Render the rows below as a Markdown table, starting at the first line and ending at the line containing "top-left (300, 220), bottom-right (338, 231)", both included. Put a sequential number in a column headed Line and the line itself in a column headed Text, and skip blank lines.

**Extracted data**
• • • •
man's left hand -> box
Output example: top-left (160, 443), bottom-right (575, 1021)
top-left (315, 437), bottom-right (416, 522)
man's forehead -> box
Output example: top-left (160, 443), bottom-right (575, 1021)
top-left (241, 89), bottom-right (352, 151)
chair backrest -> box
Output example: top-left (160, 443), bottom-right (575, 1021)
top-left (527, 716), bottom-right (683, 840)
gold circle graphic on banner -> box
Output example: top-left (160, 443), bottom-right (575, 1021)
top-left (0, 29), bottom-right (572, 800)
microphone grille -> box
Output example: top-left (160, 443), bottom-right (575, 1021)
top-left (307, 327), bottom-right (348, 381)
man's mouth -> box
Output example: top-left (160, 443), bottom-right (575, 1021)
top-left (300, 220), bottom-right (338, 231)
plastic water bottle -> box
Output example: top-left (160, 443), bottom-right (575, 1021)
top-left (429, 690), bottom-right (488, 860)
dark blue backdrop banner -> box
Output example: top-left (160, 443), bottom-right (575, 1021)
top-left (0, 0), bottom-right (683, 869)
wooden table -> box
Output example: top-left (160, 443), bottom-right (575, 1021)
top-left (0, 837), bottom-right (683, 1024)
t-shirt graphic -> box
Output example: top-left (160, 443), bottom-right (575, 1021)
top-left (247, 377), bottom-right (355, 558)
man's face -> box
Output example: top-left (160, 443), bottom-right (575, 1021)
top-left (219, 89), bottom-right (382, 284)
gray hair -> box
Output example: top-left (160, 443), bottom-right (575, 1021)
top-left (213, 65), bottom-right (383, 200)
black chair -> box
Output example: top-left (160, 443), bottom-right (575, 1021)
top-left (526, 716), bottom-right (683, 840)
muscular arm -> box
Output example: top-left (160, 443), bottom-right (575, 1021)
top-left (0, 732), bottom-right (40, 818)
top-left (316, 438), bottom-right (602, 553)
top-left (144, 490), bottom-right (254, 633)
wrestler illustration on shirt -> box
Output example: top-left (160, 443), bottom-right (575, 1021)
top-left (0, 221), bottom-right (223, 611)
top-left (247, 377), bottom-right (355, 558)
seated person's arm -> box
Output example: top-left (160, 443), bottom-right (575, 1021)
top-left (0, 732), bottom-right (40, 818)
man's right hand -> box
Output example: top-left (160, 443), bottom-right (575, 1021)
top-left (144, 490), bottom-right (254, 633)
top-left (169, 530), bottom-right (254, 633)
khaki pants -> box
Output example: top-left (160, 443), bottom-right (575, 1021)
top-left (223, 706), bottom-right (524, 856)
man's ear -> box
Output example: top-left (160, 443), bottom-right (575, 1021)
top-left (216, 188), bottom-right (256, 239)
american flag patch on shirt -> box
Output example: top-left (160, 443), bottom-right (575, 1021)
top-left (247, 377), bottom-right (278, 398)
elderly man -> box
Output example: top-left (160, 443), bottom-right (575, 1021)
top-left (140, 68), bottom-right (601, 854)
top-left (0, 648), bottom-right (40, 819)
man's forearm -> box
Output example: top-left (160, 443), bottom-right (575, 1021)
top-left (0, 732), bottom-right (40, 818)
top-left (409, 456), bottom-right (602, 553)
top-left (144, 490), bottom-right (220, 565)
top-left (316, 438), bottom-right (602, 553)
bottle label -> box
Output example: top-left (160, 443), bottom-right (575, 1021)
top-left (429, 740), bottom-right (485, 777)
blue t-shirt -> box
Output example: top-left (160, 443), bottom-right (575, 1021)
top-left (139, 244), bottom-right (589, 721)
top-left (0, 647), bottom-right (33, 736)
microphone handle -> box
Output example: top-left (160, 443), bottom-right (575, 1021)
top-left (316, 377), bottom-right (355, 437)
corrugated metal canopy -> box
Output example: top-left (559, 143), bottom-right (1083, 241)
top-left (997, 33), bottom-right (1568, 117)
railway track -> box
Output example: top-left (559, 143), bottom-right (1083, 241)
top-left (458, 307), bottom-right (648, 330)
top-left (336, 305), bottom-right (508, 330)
• • • •
**Solution to this problem**
| Line | Text |
|---|---|
| 1 | man's left hand -> box |
| 2 | Output example: top-left (160, 443), bottom-right (575, 1021) |
| 3 | top-left (315, 437), bottom-right (416, 522) |
| 4 | man's forehead -> box |
| 5 | Output example: top-left (160, 443), bottom-right (575, 1021) |
| 6 | top-left (241, 89), bottom-right (352, 151) |
| 7 | chair backrest -> box |
| 8 | Output example: top-left (160, 443), bottom-right (575, 1021) |
| 9 | top-left (527, 716), bottom-right (683, 840) |
| 10 | gold circle graphic on banner -> box |
| 11 | Output example: top-left (160, 443), bottom-right (575, 1021) |
| 12 | top-left (0, 29), bottom-right (572, 800) |
| 13 | microphone grille -> box |
| 14 | Output example: top-left (160, 443), bottom-right (575, 1021) |
| 15 | top-left (307, 327), bottom-right (348, 381) |
| 16 | man's mouth -> box |
| 17 | Output example: top-left (160, 443), bottom-right (575, 1021) |
| 18 | top-left (300, 220), bottom-right (338, 231) |